--- START OF Page extract ---

Woolverine94 / biniou

a self-hosted webui for 30+ generative ai
GNU General Public License v3.0
464 stars 52 forks source link

Use UTF-8 for saving files with text (since it can be non-ASCII) #6

Closed trolley813 closed 10 months ago

trolley813 commented 10 months ago

Describe the bug Translation into a language with non-Latin (i.e. non-ASCII-encodable, e.g. Cyrillic) script fails due to an attempt to write into a file in ascii encoding.

To Reproduce Steps to reproduce the behavior:

  1. Go to "Text/nllb translation"
  2. Choose non-Latin-based language (e.g.Russian) as target (output) language
  3. Request translation of any text (e.g. "Hello")

--- END OF Page extract ---

In the biniou issue page, why does translation into a language with a non-Latin script fail?

--- START OF Dataset excerpts ---

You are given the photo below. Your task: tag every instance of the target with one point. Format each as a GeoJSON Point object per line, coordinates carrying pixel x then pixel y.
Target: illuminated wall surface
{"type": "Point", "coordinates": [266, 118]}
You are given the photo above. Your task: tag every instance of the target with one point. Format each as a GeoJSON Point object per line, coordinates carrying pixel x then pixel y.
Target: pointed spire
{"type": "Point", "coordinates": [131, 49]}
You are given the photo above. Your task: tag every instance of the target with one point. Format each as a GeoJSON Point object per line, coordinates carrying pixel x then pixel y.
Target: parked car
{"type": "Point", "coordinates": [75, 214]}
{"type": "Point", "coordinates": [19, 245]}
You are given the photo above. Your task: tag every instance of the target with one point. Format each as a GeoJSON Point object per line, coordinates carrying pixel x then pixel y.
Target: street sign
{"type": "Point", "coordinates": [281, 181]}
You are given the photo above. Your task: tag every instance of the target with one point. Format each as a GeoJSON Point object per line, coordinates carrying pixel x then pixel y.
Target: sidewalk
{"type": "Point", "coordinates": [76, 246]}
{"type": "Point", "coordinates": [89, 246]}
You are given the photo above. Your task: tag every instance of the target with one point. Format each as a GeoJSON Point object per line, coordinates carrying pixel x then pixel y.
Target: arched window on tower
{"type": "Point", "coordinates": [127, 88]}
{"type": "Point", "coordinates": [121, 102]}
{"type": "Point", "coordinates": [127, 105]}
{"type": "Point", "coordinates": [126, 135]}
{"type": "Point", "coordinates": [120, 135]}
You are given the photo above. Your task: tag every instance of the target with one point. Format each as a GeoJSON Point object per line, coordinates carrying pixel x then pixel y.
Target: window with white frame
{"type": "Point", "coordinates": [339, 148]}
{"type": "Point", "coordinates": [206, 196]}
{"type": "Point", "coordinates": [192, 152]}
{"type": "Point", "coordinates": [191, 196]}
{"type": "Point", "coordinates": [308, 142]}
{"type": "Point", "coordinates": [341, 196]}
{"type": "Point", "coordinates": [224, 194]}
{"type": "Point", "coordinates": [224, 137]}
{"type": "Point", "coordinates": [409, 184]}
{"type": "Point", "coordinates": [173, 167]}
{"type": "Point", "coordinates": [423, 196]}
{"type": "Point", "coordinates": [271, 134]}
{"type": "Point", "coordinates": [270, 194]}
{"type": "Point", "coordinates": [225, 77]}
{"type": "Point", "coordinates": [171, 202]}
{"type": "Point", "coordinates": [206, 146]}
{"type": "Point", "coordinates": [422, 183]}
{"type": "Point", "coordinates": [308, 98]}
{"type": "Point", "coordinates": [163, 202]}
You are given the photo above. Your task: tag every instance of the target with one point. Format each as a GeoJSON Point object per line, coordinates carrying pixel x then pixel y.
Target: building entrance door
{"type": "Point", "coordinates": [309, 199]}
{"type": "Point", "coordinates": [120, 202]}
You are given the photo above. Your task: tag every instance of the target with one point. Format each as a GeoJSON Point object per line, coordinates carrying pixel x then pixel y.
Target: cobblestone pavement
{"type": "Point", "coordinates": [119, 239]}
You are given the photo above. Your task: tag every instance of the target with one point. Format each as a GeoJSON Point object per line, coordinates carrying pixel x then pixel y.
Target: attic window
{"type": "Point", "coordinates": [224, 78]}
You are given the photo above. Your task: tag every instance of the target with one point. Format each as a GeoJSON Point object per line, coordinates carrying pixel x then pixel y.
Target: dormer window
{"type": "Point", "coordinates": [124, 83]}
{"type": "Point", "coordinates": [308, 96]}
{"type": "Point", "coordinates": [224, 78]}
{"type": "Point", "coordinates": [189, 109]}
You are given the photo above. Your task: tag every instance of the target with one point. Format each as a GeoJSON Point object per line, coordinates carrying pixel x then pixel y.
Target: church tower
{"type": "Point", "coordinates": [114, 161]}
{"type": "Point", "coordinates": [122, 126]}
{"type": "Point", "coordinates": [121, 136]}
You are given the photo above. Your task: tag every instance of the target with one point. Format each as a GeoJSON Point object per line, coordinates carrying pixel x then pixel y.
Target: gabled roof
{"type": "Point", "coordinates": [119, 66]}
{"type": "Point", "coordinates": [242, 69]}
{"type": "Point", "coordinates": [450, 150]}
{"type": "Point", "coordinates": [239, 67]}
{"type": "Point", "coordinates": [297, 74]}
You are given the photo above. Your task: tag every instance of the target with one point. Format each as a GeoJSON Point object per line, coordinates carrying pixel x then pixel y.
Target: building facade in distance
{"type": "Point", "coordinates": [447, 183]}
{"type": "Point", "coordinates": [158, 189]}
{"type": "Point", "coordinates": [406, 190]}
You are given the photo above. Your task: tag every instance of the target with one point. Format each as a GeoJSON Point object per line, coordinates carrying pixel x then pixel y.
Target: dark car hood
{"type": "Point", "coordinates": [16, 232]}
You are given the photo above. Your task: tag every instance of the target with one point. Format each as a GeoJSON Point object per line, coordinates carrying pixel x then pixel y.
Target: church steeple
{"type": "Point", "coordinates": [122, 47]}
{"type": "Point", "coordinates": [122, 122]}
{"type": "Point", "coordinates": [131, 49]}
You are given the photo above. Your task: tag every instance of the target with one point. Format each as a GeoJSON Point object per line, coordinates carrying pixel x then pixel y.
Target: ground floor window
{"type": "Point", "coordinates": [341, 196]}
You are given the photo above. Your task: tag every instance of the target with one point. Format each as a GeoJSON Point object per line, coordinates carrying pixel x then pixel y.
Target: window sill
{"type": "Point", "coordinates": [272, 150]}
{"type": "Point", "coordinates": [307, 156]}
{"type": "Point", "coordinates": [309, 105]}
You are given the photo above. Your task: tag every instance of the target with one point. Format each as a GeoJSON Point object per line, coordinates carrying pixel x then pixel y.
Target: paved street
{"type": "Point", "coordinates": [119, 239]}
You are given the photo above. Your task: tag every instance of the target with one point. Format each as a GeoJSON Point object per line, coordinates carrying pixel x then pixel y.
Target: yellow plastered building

--- END OF Dataset excerpts ---

* Result of the exercise *
It fails because of an attempt to write into a file in ASCII encoding.